Records from a collection:

* * *

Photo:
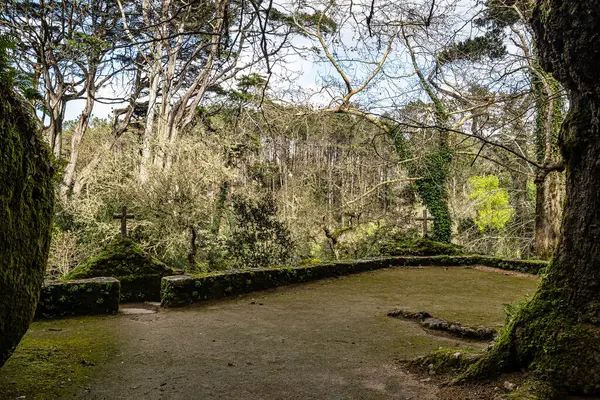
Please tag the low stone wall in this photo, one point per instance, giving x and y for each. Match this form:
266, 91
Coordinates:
140, 288
181, 290
526, 266
80, 297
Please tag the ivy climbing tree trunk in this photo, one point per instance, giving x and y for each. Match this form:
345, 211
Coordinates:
435, 170
550, 188
556, 335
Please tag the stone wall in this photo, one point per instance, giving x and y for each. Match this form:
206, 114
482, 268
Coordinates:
181, 290
81, 297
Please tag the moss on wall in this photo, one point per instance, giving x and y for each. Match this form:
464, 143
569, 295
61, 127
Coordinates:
81, 297
419, 247
139, 273
26, 208
181, 290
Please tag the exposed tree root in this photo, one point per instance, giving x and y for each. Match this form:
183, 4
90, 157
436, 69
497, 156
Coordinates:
557, 347
428, 321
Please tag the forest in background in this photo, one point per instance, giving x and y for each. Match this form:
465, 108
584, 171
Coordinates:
227, 160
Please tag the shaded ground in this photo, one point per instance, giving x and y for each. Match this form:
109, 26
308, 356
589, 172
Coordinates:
324, 340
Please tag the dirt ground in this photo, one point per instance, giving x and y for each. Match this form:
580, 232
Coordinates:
324, 340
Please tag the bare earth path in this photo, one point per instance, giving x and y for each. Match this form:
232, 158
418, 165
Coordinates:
324, 340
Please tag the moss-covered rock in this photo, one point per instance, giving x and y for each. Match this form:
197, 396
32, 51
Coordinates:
82, 297
182, 290
26, 208
139, 273
419, 247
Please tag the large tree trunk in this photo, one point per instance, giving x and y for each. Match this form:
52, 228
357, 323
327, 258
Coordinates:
550, 194
556, 335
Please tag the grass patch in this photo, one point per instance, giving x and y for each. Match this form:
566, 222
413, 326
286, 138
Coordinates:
55, 357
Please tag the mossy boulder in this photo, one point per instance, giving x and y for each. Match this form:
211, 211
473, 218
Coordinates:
26, 209
418, 247
139, 273
81, 297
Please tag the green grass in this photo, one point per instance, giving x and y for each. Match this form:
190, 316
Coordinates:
55, 357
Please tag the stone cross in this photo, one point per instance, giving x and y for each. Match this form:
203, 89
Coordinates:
425, 219
123, 217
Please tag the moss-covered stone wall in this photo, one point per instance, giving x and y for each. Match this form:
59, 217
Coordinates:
26, 208
140, 274
81, 297
181, 290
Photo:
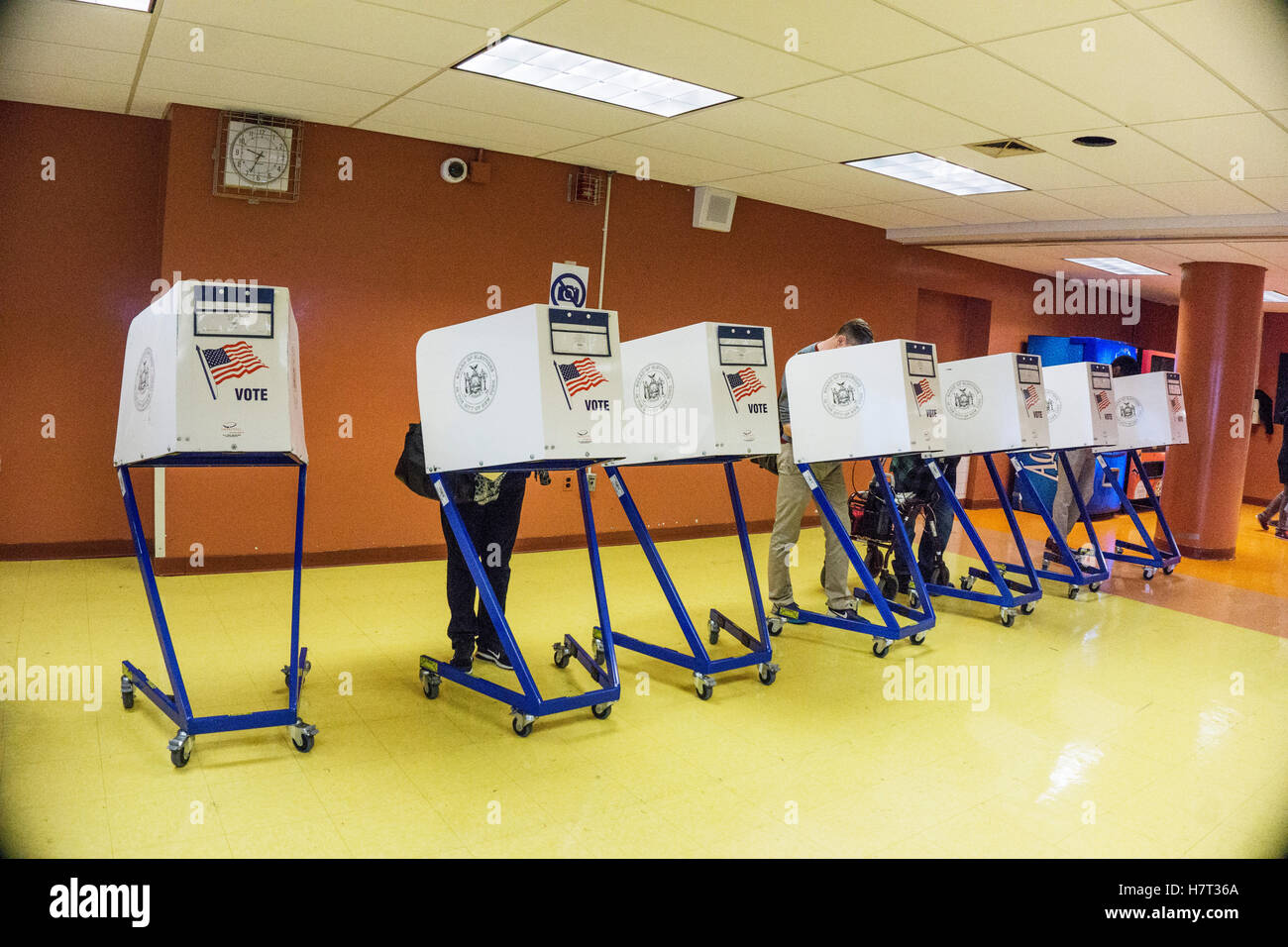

* * *

● **OBJECTIVE**:
Put the lines starting at the one containing "Please tag the mossy" and ending at the last line of the items into a JSON list of strings, with one string per line and blank lines left out. Leave the pictures out of the answer.

● **OUTPUT OF THE TASK**:
[
  "Please tag the mossy boulder in this photo, one point per instance, giving x and y for each. Match this form:",
  "211, 211",
  "473, 218",
  "Coordinates:",
  "26, 209",
  "418, 247",
  "139, 273",
  "81, 297",
  "Please tag the green grass in this photo, one point per instance, giving x and y for each. Match this form:",
  "190, 316",
  "Coordinates:",
  "55, 357",
  "Please tag the stone cross in this photo, one point per instance, giving x and y for each. Match this form:",
  "203, 89",
  "Coordinates:",
  "425, 219",
  "123, 217",
  "Please tag the moss-covered stone wall in this photo, one point per instance, giving x and y for each. Match this form:",
  "59, 217",
  "Coordinates:",
  "26, 208",
  "140, 274",
  "81, 297",
  "181, 290",
  "Photo:"
]